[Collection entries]
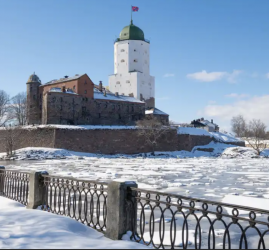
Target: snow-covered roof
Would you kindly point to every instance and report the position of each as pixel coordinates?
(112, 97)
(63, 79)
(67, 91)
(155, 111)
(217, 135)
(206, 123)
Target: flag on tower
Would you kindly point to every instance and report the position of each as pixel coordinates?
(134, 8)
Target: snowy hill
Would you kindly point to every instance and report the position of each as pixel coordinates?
(221, 137)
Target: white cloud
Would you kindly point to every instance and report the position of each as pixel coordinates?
(254, 108)
(232, 78)
(168, 75)
(234, 95)
(164, 98)
(205, 76)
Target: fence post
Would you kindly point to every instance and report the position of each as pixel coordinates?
(117, 215)
(36, 189)
(2, 179)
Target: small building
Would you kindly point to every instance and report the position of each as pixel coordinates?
(77, 101)
(209, 126)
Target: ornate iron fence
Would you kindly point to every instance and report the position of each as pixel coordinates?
(173, 221)
(15, 185)
(82, 200)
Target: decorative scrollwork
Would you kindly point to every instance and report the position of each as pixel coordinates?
(173, 221)
(15, 185)
(84, 201)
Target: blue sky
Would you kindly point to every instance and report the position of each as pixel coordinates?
(209, 58)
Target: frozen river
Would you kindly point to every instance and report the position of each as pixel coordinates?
(207, 178)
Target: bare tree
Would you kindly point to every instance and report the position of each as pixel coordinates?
(19, 108)
(152, 130)
(239, 125)
(11, 136)
(255, 135)
(4, 108)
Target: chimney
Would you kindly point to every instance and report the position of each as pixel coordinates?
(101, 86)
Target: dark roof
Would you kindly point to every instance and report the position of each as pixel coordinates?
(64, 79)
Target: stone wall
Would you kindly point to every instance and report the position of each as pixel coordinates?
(110, 141)
(188, 142)
(105, 141)
(29, 138)
(59, 108)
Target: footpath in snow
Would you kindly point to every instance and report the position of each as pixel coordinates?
(21, 228)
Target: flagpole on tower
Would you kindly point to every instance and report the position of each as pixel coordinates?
(131, 14)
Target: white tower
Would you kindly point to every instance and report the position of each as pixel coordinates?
(132, 66)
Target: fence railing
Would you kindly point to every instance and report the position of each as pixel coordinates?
(15, 185)
(171, 221)
(82, 200)
(155, 219)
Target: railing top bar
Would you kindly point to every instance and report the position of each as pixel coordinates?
(74, 179)
(262, 211)
(12, 171)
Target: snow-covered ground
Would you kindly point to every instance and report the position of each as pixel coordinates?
(228, 174)
(236, 171)
(34, 229)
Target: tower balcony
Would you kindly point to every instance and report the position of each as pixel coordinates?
(119, 40)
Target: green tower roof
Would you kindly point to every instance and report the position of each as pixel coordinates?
(131, 32)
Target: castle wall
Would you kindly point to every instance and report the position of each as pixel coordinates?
(33, 103)
(82, 86)
(62, 108)
(23, 138)
(110, 141)
(105, 141)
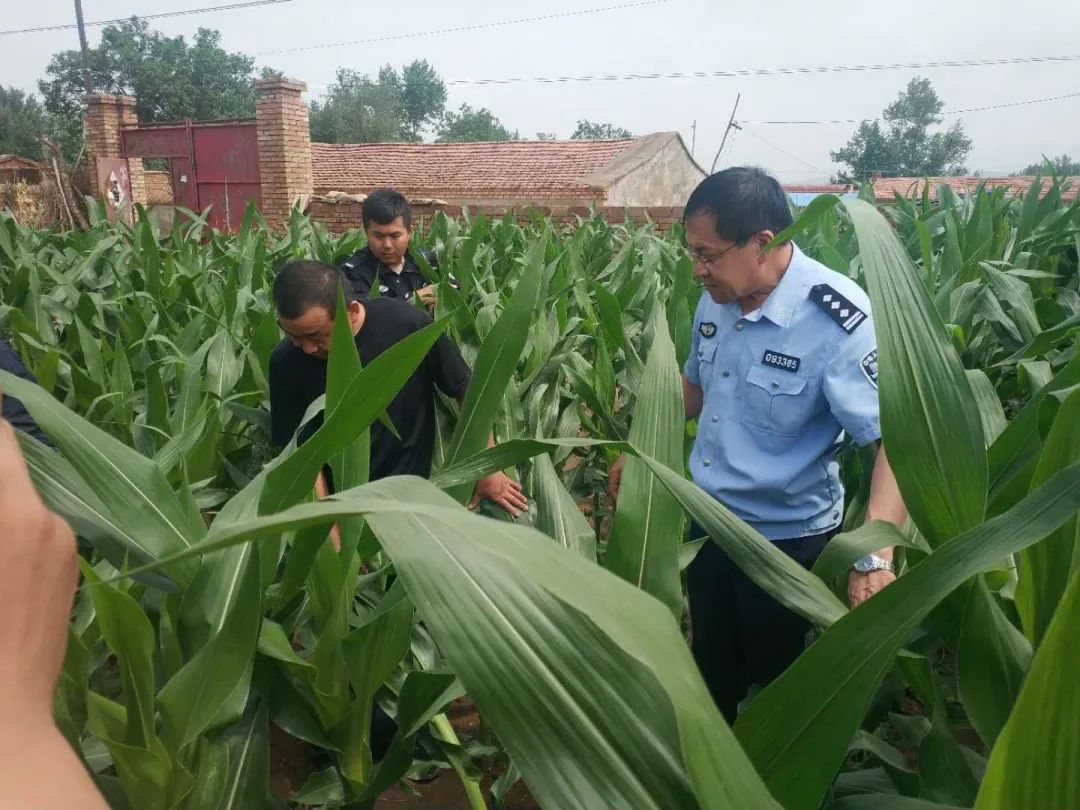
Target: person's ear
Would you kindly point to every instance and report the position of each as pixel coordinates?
(761, 239)
(354, 310)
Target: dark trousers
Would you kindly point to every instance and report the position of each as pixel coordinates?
(741, 635)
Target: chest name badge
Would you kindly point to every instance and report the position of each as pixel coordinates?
(847, 314)
(868, 364)
(783, 362)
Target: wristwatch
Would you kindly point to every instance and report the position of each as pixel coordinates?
(873, 563)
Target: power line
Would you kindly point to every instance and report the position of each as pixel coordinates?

Given exercise: Write out all the entries word for word, but skip any images.

Problem solution:
Target: snow-covered roof
Would you kindly point to every instance and report the position of each as pixel coordinates?
(112, 97)
(63, 79)
(67, 91)
(155, 111)
(217, 135)
(206, 123)
Target: flag on tower
Would you kindly point to every instance and report the position of each as pixel coordinates?
(134, 8)
Target: snowy hill
Would you kindly point to every instance and report the position of each as pixel coordinates?
(221, 137)
Target: white cloud
Would you kindly point to every instance and report the position of each as pixel coordinates?
(254, 108)
(232, 78)
(168, 75)
(234, 95)
(164, 98)
(205, 76)
Target: fence post
Would you kindly point to every instance and report the position of each as pixel coordinates?
(117, 215)
(36, 189)
(2, 179)
Target: small building
Would you kindly point to every instance and report the position of each as pixel coordinates?
(77, 101)
(209, 126)
Target: ornate iron fence
Would you kindly point to every instance and report the position of each as pixel coordinates?
(173, 221)
(15, 185)
(82, 200)
Target: decorative scrollwork
Would you kindly point to every instance and report the position of each as pixel coordinates?
(173, 221)
(15, 185)
(84, 201)
Target: blue sky
Would you kindly point to every instance and report the position of each as pixel coordinates?
(209, 58)
Target: frozen river
Would you kindly point to every instance and report the position of each as pixel coordinates?
(207, 178)
Target: bare tree
Would you kindly point to every instance and report the position of each as pixel coordinates?
(19, 108)
(152, 130)
(239, 125)
(11, 136)
(255, 135)
(4, 108)
Target: chimney
Would you kindly point to every instance and report the position of each as pixel coordinates?
(101, 86)
Target: dark roof
Would you kindly point to every instance and report the position of each as pixel coordinates?
(64, 79)
Target: stone wall
Would you kindly point to every instance and report the position of each as pixel coordinates?
(110, 141)
(188, 142)
(105, 141)
(29, 138)
(59, 108)
Target: footpath in snow
Would you kindly point to every instance and report the position of each as pixel coordinates?
(21, 228)
Target: flagpole on tower
Would you kindly point to every instance and report the position of each as pixel coordinates?
(131, 14)
Target: white tower
Would you kindly point to every instance and report the position of each as pixel coordinates?
(132, 66)
Target: fence railing
Would you kindly point to every instance and report the position of each as pixel coordinates?
(15, 185)
(171, 221)
(82, 200)
(155, 219)
Target: railing top bar
Would you kindly point to every instance and report the position of each as pixel coordinates?
(74, 179)
(262, 211)
(12, 171)
Target: snow-covered ground
Would you kindly point to every instance and report the position of each as pixel coordinates?
(228, 174)
(236, 171)
(34, 229)
Target: tower balcony
Would you kindly point to every instance and report the position of each as pixel coordinates?
(119, 40)
Target: green tower roof
Would you kindly point to every instance and report the position of each as pixel coordinates?
(131, 32)
Target: castle wall
Would you kindly point to every instance and report the position of each as pixel coordinates?
(33, 103)
(82, 86)
(62, 108)
(23, 138)
(110, 141)
(105, 141)
Target: person's ear
Would you kindly point to every instance and report the position of each as pixel coordinates?
(761, 239)
(354, 310)
Target: dark trousers
Would you kindly point to every instance and report the position of each as pixel coordinates?
(741, 635)
Target: chest name badge
Would you kindly point to every instance and report the position of each as pixel coordinates?
(847, 314)
(868, 364)
(783, 362)
Target: wristwatch
Would you kindly point to every instance and report the position of each as pixel coordinates?
(873, 563)
Target: power line
Would you kindly point to every instance and report the position of each as pixel coordinates?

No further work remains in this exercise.